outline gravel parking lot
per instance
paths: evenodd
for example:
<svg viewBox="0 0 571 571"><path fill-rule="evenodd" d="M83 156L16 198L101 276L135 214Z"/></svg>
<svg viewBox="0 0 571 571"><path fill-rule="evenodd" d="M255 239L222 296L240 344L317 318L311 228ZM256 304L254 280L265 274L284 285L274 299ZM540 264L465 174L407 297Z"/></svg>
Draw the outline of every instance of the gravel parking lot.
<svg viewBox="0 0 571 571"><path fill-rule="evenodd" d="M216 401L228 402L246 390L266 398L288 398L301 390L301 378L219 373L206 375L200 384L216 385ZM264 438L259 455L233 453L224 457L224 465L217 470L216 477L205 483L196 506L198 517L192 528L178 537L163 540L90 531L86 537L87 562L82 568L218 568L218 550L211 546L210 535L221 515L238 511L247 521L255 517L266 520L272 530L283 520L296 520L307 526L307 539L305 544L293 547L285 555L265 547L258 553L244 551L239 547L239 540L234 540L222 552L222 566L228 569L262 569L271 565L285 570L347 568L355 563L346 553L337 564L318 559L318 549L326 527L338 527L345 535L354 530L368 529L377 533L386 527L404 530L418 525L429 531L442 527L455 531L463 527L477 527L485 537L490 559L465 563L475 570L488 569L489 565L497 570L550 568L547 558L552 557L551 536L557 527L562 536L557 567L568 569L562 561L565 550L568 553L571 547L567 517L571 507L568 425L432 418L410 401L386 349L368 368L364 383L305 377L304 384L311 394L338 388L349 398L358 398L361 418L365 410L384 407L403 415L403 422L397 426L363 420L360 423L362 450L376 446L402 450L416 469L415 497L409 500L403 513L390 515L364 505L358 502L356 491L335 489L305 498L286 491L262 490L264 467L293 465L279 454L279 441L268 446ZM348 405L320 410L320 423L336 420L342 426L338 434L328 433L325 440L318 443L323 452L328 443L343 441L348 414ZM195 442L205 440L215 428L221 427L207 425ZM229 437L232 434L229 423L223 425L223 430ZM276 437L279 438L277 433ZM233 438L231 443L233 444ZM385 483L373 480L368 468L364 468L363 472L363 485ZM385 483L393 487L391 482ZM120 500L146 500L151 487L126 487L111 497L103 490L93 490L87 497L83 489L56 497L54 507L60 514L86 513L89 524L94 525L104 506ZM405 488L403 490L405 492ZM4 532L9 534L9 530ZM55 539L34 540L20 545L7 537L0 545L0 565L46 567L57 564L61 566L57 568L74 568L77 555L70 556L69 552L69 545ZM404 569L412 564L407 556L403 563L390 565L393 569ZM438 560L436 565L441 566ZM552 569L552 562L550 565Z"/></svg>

-=-=-=-=-

## WORK INSTRUCTIONS:
Rewrite all of the rows above, swapping "gravel parking lot" for "paved parking lot" and leaving everything else unchanged.

## COMPLETE RESPONSE:
outline paved parking lot
per instance
paths: evenodd
for example:
<svg viewBox="0 0 571 571"><path fill-rule="evenodd" d="M83 156L16 198L101 276L135 214Z"/></svg>
<svg viewBox="0 0 571 571"><path fill-rule="evenodd" d="M255 239L222 296L240 344L317 318L311 228ZM256 304L254 280L265 274L284 285L274 299ZM540 264L465 174L407 297Z"/></svg>
Draw the outline of every instance of the paved parking lot.
<svg viewBox="0 0 571 571"><path fill-rule="evenodd" d="M216 401L228 402L246 390L266 398L288 398L301 390L301 378L219 373L206 375L200 384L216 385ZM264 438L259 455L233 453L224 457L224 465L217 470L216 477L205 483L196 506L198 517L192 528L178 537L163 540L90 531L86 537L87 562L82 568L218 568L218 550L211 546L210 535L221 515L238 511L247 521L255 517L266 520L272 530L283 520L296 520L307 526L307 539L305 544L293 547L285 555L265 547L258 553L244 551L239 547L239 540L234 540L222 552L222 566L228 569L262 569L271 565L285 570L347 568L355 563L346 553L337 564L318 559L318 549L326 527L338 527L345 535L354 530L368 529L377 533L386 527L404 530L418 525L429 531L442 527L455 531L463 527L477 527L485 537L490 559L465 563L475 570L488 569L489 565L497 570L550 568L547 558L552 557L551 536L557 527L562 536L557 567L568 569L562 561L565 550L568 553L571 547L567 517L571 507L568 425L432 418L410 401L386 349L368 368L364 383L305 377L304 384L311 394L338 388L349 398L358 398L361 418L365 410L384 407L403 415L403 422L397 426L363 420L360 423L362 450L376 446L402 450L416 469L415 497L409 500L403 513L390 515L364 505L358 502L356 491L335 489L305 498L286 491L262 490L264 467L293 465L279 454L279 441L268 446ZM348 405L320 410L320 423L336 420L342 426L338 434L328 433L325 440L318 443L323 452L328 443L343 441L348 414ZM195 442L205 440L215 428L221 427L207 425ZM229 437L232 434L229 423L223 425L223 430ZM276 437L279 438L277 433ZM233 438L231 443L233 444ZM385 483L373 480L368 468L364 468L363 472L363 485ZM385 483L393 487L391 482ZM120 500L146 500L151 487L126 487L111 497L103 490L93 490L87 497L83 489L56 497L54 507L60 514L86 513L89 524L94 525L104 506ZM405 488L403 490L405 492ZM4 532L9 534L9 530ZM55 539L34 540L20 545L7 537L0 545L0 565L46 567L57 564L61 566L57 568L74 568L77 555L70 556L69 552L69 545ZM404 569L412 564L407 556L403 563L390 565L393 569ZM438 560L436 565L441 566ZM552 569L552 562L550 565Z"/></svg>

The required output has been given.